* **Problem details**
The data should be restated word for word, in full.

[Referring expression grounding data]
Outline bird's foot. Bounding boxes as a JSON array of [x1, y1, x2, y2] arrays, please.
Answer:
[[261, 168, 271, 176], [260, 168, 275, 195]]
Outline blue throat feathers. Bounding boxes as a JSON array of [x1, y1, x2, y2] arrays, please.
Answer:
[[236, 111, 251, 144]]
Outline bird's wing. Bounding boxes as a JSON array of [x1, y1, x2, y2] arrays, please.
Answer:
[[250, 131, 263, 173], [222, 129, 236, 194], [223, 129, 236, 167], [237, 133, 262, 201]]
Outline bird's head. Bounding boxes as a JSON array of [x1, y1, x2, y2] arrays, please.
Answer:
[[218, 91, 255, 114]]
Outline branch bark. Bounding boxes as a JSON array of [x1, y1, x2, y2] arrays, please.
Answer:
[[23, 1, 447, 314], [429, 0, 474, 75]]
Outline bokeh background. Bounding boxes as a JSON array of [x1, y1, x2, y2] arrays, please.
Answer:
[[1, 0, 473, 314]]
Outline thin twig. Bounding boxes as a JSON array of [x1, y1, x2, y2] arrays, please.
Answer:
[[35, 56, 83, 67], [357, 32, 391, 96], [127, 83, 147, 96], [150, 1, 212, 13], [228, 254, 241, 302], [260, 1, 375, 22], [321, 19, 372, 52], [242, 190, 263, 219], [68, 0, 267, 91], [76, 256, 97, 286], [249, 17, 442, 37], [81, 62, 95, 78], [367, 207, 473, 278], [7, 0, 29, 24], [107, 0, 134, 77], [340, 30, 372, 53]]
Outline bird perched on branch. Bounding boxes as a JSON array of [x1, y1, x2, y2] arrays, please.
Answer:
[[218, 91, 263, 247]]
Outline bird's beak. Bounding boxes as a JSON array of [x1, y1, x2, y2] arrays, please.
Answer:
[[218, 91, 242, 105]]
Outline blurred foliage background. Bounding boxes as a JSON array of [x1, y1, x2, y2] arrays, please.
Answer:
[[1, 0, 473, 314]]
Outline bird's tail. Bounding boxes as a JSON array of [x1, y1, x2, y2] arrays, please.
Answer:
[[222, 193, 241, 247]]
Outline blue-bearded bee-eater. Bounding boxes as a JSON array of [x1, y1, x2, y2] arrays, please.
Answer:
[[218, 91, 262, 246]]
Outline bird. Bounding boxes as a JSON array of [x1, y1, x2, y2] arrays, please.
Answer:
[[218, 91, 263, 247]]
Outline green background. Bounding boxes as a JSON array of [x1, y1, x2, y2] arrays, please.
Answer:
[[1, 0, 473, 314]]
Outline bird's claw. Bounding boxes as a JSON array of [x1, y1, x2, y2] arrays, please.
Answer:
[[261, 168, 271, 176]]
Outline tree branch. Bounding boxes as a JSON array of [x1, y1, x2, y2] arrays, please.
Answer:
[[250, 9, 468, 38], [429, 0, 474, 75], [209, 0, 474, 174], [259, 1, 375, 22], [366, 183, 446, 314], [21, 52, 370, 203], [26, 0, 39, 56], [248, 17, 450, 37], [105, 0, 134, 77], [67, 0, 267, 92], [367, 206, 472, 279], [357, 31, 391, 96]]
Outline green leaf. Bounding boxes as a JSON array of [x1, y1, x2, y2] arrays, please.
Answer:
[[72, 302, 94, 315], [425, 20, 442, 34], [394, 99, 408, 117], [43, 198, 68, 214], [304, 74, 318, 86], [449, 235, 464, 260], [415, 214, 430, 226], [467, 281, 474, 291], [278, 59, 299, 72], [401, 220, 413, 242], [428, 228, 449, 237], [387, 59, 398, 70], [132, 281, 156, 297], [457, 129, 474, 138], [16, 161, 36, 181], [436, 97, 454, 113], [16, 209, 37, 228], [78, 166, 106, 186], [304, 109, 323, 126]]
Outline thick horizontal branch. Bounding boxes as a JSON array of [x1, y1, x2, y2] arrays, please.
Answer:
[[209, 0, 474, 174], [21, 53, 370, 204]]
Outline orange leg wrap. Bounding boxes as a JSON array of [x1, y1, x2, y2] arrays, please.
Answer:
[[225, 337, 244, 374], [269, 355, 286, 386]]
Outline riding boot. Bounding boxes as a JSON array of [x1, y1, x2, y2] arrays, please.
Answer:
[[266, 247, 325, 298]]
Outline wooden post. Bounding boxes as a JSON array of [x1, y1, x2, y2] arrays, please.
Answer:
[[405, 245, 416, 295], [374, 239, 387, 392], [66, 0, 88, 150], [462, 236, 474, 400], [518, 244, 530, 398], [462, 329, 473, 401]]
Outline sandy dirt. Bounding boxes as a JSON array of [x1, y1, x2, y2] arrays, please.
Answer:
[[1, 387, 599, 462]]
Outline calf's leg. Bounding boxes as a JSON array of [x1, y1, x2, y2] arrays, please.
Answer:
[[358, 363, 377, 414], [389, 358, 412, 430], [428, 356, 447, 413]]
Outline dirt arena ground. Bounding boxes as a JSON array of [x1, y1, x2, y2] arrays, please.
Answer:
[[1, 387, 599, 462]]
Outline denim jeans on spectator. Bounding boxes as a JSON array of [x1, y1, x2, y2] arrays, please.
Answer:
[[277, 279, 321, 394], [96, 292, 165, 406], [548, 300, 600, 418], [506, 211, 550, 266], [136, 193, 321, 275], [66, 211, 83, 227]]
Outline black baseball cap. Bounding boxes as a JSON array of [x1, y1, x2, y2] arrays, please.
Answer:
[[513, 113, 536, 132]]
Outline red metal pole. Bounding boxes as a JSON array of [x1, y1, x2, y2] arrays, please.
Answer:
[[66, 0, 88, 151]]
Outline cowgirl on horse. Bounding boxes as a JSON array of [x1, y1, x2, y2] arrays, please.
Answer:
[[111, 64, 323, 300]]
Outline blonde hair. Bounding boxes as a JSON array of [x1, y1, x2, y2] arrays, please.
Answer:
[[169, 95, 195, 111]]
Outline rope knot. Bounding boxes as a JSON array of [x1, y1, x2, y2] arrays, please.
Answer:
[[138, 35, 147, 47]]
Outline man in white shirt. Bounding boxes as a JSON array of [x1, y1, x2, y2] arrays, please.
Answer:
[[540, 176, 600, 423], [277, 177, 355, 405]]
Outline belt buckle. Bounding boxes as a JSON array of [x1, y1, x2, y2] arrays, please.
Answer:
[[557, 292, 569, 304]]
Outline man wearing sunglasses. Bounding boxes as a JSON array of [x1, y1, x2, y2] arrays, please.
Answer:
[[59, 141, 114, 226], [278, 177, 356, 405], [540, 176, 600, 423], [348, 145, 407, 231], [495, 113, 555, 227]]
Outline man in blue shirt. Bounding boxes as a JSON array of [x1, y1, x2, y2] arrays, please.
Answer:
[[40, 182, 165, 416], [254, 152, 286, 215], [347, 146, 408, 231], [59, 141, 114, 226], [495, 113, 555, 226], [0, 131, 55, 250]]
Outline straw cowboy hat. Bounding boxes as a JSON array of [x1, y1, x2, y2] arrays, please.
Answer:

* **Problem solution**
Outline bird's foot. Bounding boxes as a JSON array of [x1, y1, x2, y2] arrays, please.
Answer:
[[261, 168, 271, 176], [260, 168, 275, 195]]
Outline blue throat feathers. Bounding boxes as a JSON array of [x1, y1, x2, y2] arrays, please.
Answer:
[[236, 111, 251, 144]]
Outline bird's wing. Bounding boxes as a JSON array of [x1, y1, x2, y2] arrays, please.
Answer:
[[250, 131, 263, 173], [222, 129, 236, 194], [223, 129, 236, 167], [237, 133, 262, 201]]
Outline bird's head. Bounding boxes as a JSON array of [x1, y1, x2, y2] arrays, please.
Answer:
[[218, 91, 255, 114]]
Outline branch bark. Bounding boxes as a JSON array of [x1, y1, x2, y2] arrays, please.
Answer:
[[23, 1, 447, 314], [429, 0, 474, 75]]
Outline bokeh background. Bounding boxes as a JSON array of [x1, y1, x2, y2] arrays, please.
Answer:
[[1, 0, 473, 314]]
Outline thin twig. Bounding boxes as a JSON array of [x1, y1, x2, y2] arrays, please.
Answer:
[[35, 56, 83, 67], [357, 32, 391, 96], [127, 83, 147, 96], [150, 1, 212, 13], [228, 254, 241, 302], [260, 1, 375, 22], [321, 19, 372, 52], [242, 190, 263, 219], [68, 0, 267, 91], [76, 256, 97, 286], [249, 17, 442, 37], [81, 62, 95, 78], [367, 207, 473, 278], [7, 0, 29, 24], [107, 0, 134, 77], [340, 30, 372, 53]]
Outline bird perched on branch. Bounding boxes as a JSON array of [x1, y1, x2, y2] arrays, please.
Answer:
[[218, 91, 263, 247]]
Outline bird's beak. Bounding boxes as a JSON array of [x1, y1, x2, y2] arrays, please.
Answer:
[[218, 91, 242, 105]]
Outline blurred foliage background. Bounding boxes as a JSON array of [x1, y1, x2, y2] arrays, please.
Answer:
[[1, 0, 473, 314]]
Outline bird's tail. Bounding boxes as a JSON array of [x1, y1, x2, y2] arrays, please.
Answer:
[[222, 193, 241, 247]]
Outline blue-bearded bee-eater. Bounding boxes as a JSON array of [x1, y1, x2, y2] arrays, please.
Answer:
[[218, 91, 262, 246]]
Outline bird. Bounding boxes as a JSON array of [x1, y1, x2, y2] arrays, please.
Answer:
[[218, 91, 263, 247]]
Outline green background. Bounding boxes as a JSON array of [x1, y1, x2, y2] arrays, please.
Answer:
[[1, 0, 473, 314]]
Outline bird's claw. Bounding boxes as a JSON array of [x1, y1, x2, y2] arrays, please.
Answer:
[[261, 168, 271, 176]]
Outline tree branch. Bounding boxes as a JSON array of [x1, y1, x2, y2] arrays, please.
Answer:
[[250, 9, 468, 38], [429, 0, 474, 75], [209, 0, 474, 174], [259, 1, 375, 22], [366, 183, 446, 314], [21, 52, 370, 203], [26, 0, 39, 56], [248, 17, 450, 37], [105, 0, 134, 77], [67, 0, 267, 92], [367, 206, 472, 279], [357, 31, 391, 96]]
Outline green leaf. Bounding boxes as a JSON array of [x1, y1, x2, y2] arrays, please.
Answer:
[[72, 302, 94, 315], [425, 20, 442, 34], [394, 99, 408, 117], [43, 198, 68, 214], [304, 74, 318, 86], [449, 235, 464, 260], [415, 214, 430, 226], [467, 281, 474, 291], [278, 59, 299, 72], [401, 220, 413, 242], [428, 228, 449, 237], [387, 59, 398, 70], [132, 281, 156, 297], [457, 129, 474, 138], [16, 161, 36, 181], [436, 97, 454, 113], [16, 209, 37, 228], [78, 166, 106, 186], [304, 109, 323, 126]]
Outline thick horizontal branch. Bounding boxes as a JSON array of [x1, y1, x2, y2] arrays, please.
Answer:
[[209, 0, 474, 174], [21, 53, 370, 204]]
Outline orange leg wrap. Bounding boxes as a JSON array of [x1, y1, x2, y2] arrays, please.
Answer:
[[225, 337, 244, 374], [269, 355, 286, 386]]
Outline riding boot. Bounding boxes as a JSON array of [x1, y1, x2, y2] arrays, please.
Answer:
[[266, 247, 325, 298]]
Outline wooden post. Bounding boxes as a JSON array of [x1, y1, x2, y2] arrays, please.
Answer:
[[405, 245, 416, 295], [374, 239, 387, 392], [66, 0, 88, 150], [462, 236, 474, 400], [518, 244, 530, 398], [462, 329, 473, 401]]
Outline sandy dirt. Bounding boxes as a JSON array of [x1, y1, x2, y2] arrays, please.
Answer:
[[1, 387, 599, 462]]
Outline calf's leg. Bounding boxes as a JSON array of [x1, y1, x2, y2] arrays, please.
Answer:
[[358, 363, 377, 414], [389, 358, 412, 430], [428, 356, 447, 413]]
Outline dirt arena ground. Bounding boxes as a JSON array of [x1, y1, x2, y2] arrays, please.
Answer:
[[1, 387, 599, 462]]
Outline denim jeans on spectator. Bounding boxes as a JSON array of [x1, y1, x2, y2] arrays, please.
Answer:
[[277, 279, 321, 394], [96, 292, 165, 406], [548, 300, 600, 418], [506, 211, 550, 266], [136, 193, 321, 275], [66, 211, 83, 227]]
Outline black baseball cap. Bounding boxes as a JSON array of [x1, y1, x2, y2] arrays, please.
Answer:
[[513, 113, 536, 132]]
Outline red metal pole. Bounding boxes as a JSON array of [x1, y1, x2, y2] arrays, please.
Answer:
[[66, 0, 88, 151]]
Outline cowgirl on horse. Bounding boxes as a JSON array of [x1, y1, x2, y2] arrays, please.
Answer:
[[111, 64, 323, 300]]
Outline blonde hair. Bounding boxes as a JSON array of [x1, y1, x2, y2] arrays, please.
Answer:
[[169, 95, 195, 111]]
Outline rope knot. Bounding boxes as a JSON array of [x1, y1, x2, y2] arrays, please.
Answer:
[[138, 35, 147, 47]]
Outline man in white shirt. Bounding boxes as a JSON array of [x1, y1, x2, y2] arrays, please.
Answer:
[[540, 176, 600, 423], [277, 177, 355, 405]]
Outline belt buckle. Bounding boxes as a JSON array of [x1, y1, x2, y2] arrays, please.
Answer:
[[557, 292, 569, 304]]
Outline man wearing sunglasses. Bounding boxes as a JSON array of [x1, y1, x2, y2] arrays, please.
Answer:
[[59, 141, 114, 226], [278, 177, 356, 405], [540, 176, 600, 423], [348, 145, 407, 231], [495, 113, 555, 227]]
Outline man in blue shirt. Bounding boxes as a JSON array of [x1, y1, x2, y2] arrays, please.
Answer:
[[40, 182, 165, 416], [254, 152, 286, 215], [347, 146, 408, 231], [59, 141, 114, 226], [495, 113, 555, 226], [0, 131, 55, 250]]
Outline straw cowboy hat. Bounding boxes as a JSON array of [x1, y1, x2, y2] arrays, please.
Answer:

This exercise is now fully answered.